◆ **Items**
━━━━
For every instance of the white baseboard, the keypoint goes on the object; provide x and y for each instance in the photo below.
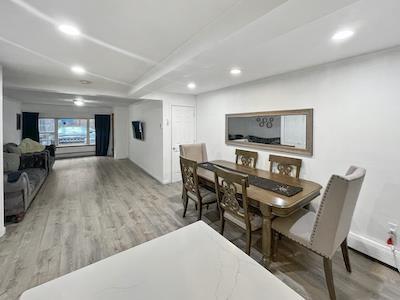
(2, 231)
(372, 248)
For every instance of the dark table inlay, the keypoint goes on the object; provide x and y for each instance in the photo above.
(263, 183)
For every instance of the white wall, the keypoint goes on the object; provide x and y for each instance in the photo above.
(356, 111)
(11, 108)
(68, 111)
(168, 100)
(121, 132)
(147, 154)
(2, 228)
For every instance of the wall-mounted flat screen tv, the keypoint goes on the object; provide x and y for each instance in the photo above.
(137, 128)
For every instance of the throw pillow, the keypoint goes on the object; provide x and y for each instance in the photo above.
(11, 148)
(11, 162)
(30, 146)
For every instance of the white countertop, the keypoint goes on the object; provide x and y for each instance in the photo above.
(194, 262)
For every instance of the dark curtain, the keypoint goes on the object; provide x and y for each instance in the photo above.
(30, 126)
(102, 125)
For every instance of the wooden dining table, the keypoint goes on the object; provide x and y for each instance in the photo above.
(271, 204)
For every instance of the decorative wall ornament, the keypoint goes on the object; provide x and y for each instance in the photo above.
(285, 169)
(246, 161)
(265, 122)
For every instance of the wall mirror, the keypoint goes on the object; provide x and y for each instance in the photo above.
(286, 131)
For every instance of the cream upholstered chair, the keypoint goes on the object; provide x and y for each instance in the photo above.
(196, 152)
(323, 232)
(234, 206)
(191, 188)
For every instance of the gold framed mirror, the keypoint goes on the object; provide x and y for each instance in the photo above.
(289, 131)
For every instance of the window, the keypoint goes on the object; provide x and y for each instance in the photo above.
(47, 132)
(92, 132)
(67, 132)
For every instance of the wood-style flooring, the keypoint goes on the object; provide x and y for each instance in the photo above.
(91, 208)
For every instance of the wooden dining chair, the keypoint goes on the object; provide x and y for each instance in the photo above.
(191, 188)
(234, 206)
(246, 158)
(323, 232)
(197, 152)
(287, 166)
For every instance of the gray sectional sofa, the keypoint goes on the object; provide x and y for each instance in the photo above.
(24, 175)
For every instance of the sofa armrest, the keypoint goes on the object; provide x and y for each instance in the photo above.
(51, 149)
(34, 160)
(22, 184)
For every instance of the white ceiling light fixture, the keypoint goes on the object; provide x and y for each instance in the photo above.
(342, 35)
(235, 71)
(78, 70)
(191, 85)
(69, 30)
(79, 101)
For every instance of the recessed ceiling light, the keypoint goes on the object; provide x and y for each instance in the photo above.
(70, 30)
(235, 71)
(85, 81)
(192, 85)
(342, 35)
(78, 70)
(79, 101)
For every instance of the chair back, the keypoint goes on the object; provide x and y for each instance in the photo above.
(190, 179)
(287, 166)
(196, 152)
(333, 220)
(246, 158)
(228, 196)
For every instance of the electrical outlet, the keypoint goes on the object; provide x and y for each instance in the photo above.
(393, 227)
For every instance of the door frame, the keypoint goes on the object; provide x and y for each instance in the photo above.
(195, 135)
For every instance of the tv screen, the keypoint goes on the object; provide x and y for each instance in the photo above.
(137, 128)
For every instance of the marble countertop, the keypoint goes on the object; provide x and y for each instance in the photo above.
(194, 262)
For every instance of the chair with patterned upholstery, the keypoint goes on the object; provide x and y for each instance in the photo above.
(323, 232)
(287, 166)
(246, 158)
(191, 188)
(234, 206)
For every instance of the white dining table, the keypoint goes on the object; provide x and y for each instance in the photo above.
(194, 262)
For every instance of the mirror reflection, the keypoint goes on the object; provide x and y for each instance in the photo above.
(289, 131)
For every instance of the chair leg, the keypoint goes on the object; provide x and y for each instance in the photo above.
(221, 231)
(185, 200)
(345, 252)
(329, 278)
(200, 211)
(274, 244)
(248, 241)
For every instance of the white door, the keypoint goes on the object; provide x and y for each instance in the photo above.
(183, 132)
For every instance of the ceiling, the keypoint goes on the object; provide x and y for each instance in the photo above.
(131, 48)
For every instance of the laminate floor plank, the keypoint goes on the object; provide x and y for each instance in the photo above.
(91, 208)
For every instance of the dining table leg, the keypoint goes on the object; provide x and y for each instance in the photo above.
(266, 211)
━━━━
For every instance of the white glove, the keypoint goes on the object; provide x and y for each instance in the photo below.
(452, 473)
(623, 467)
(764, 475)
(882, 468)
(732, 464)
━━━━
◆ **Required task**
Show every line of the data above that contains the word "wooden", treating case as significant.

◆ **Answer to this problem**
For every instance of the wooden dining table, the keypoint goes on the object; provide x and y for each instance in the photo above.
For every instance of the wooden dining chair, the keypoint goes on the object; provide x and y for each instance in the photo above.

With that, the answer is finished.